### Data excerpts ###
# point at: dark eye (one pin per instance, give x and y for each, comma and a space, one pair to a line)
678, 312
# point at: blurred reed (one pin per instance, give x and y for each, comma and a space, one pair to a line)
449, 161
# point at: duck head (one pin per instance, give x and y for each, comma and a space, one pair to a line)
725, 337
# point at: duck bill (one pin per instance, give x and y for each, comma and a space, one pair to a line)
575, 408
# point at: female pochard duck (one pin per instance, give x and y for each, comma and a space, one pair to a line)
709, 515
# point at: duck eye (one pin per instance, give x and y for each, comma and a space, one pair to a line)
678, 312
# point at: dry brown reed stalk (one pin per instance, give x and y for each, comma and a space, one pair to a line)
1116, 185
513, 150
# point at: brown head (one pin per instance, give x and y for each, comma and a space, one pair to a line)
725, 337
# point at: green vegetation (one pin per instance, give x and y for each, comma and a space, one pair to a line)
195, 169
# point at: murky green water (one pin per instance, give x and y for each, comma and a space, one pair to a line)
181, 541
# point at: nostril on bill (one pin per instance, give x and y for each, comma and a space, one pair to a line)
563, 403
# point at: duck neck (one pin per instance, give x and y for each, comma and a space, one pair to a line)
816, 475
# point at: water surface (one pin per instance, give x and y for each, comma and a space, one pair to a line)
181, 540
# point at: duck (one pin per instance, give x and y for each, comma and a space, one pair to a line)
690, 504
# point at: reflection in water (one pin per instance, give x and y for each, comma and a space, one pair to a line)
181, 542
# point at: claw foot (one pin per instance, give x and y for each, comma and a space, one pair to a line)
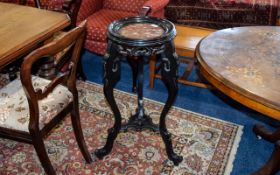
176, 159
100, 153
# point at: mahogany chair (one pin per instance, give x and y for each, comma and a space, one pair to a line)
32, 106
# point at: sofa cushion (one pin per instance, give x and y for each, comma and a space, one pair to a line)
###
**What is asked**
Rewrite the data between the line holding "# point at: duck (one" and the end of the data, inclusive, replacing "mahogany chair" with "wooden chair" and leaving everything else unchanged. Omit the pictures from your answer.

**The completed task**
# point at: duck (one pin per instance, give x and y for each, comma and a space, one pair to a line)
690, 504
# point at: reflection in water (one pin per instance, give x and y for each, comma and a space, one pair to a line)
181, 542
# point at: claw foot (one pin per instance, give x and y for each, comma and a space, one pair to a line)
176, 159
100, 153
# point at: wooden chair (one pin per instance, give x and y for each, comma and a space, one pair to a line)
32, 106
# point at: sofa cushion (one pin per instance, give x and y for each, comma and a space, one pair to a line)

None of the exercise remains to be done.